> Material for the task

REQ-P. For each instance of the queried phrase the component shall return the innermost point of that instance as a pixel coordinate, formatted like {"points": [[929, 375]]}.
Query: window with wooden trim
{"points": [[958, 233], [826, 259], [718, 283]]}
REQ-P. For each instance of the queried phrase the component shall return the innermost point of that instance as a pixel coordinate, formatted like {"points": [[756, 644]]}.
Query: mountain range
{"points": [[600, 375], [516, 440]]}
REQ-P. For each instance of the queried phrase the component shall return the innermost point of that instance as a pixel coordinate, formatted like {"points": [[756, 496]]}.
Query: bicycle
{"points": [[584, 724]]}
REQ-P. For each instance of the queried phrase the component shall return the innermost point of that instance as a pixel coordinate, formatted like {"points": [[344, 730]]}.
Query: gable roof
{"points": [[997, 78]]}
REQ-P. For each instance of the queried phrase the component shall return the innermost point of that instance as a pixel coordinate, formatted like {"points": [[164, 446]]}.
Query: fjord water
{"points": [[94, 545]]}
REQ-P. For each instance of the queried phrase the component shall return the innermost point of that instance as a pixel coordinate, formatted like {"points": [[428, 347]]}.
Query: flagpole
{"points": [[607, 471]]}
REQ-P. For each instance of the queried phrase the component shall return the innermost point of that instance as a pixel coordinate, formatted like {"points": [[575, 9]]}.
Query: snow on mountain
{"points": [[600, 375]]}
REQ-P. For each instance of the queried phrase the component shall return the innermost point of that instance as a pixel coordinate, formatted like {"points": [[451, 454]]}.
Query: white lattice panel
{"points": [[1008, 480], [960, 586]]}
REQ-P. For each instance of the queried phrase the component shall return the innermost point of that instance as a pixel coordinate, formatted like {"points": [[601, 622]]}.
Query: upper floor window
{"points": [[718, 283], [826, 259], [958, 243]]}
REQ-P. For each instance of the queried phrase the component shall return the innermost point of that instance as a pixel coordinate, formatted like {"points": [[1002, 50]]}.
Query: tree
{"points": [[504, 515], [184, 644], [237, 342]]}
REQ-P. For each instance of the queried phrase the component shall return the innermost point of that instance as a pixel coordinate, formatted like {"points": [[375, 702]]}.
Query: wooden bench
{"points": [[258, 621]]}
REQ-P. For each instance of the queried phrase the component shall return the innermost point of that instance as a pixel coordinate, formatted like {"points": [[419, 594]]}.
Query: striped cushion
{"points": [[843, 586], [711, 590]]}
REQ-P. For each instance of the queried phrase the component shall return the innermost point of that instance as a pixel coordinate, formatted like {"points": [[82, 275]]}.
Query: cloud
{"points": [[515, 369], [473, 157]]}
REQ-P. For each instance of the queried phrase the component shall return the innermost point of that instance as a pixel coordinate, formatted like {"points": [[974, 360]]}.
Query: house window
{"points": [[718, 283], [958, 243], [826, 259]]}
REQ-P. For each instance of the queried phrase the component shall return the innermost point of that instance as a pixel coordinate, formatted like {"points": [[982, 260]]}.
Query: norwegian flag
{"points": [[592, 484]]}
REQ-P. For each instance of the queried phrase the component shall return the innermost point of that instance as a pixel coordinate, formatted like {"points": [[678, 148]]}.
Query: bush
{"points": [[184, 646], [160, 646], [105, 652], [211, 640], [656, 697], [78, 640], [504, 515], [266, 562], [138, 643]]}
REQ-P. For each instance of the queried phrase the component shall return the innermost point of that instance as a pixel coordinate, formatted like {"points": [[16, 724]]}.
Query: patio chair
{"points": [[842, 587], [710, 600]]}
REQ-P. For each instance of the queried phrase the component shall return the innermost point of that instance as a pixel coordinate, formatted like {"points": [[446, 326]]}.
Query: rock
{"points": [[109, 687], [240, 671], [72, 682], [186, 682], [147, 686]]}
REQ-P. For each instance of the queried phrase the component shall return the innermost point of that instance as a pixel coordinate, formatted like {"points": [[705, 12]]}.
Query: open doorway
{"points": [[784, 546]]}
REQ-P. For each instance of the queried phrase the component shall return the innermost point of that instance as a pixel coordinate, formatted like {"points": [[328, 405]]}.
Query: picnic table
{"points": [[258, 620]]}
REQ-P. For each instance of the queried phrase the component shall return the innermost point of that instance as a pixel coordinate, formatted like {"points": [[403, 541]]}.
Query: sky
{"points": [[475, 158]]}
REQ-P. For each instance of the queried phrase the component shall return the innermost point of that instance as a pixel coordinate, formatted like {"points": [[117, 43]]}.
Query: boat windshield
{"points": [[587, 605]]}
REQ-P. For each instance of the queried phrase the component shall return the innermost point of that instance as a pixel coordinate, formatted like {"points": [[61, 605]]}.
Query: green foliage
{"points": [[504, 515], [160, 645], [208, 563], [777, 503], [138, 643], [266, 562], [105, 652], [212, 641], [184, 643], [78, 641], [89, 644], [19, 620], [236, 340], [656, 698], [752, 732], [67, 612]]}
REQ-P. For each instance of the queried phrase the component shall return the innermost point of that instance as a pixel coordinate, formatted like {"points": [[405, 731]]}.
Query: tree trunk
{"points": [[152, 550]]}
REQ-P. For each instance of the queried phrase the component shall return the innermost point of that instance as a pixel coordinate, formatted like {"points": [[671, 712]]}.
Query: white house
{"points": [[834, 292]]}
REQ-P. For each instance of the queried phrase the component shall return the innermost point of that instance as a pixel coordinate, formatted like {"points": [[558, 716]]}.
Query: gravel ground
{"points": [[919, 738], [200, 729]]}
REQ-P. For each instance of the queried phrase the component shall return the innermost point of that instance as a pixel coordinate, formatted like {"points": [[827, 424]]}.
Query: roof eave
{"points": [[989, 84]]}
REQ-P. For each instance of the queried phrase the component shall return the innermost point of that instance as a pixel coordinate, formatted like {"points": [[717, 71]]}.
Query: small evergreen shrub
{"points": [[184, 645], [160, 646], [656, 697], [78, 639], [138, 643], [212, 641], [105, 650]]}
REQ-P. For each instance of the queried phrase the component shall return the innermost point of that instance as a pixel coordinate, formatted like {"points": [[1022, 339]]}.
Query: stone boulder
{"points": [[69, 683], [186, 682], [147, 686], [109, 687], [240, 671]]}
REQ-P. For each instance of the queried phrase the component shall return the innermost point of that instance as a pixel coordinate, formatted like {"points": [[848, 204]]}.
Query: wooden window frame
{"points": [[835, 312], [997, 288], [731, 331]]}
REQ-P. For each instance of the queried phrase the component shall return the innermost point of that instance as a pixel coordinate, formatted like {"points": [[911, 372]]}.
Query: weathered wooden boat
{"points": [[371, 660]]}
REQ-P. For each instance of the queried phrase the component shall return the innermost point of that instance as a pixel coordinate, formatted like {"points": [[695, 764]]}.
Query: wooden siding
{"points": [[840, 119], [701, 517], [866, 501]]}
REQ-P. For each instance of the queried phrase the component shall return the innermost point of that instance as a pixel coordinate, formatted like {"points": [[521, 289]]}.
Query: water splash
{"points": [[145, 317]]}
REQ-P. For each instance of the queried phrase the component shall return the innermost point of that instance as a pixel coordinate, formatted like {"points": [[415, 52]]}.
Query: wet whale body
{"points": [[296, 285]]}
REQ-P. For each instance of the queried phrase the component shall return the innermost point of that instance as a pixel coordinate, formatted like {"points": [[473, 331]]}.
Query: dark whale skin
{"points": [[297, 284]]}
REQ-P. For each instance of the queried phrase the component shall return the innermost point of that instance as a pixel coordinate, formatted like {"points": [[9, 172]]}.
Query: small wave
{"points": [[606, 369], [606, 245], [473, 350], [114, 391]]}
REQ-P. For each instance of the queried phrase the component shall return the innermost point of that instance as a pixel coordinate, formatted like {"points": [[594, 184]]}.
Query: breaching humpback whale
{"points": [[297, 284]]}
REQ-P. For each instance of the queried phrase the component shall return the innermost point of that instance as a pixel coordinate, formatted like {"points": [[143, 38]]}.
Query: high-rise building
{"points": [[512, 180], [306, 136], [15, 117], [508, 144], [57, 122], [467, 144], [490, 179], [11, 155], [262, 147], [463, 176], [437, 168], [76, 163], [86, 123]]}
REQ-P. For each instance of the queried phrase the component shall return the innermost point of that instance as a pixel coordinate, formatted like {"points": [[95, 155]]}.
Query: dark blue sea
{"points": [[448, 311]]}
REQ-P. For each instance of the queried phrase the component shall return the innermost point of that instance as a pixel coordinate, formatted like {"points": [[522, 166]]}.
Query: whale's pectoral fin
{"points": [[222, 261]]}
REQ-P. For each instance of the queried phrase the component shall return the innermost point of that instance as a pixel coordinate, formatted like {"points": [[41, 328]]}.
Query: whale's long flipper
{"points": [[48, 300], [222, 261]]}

> Written problem
Copy out every line of the entries above that contains the string "boat".

> Result of the task
Query: boat windshield
Query: weathered wooden boat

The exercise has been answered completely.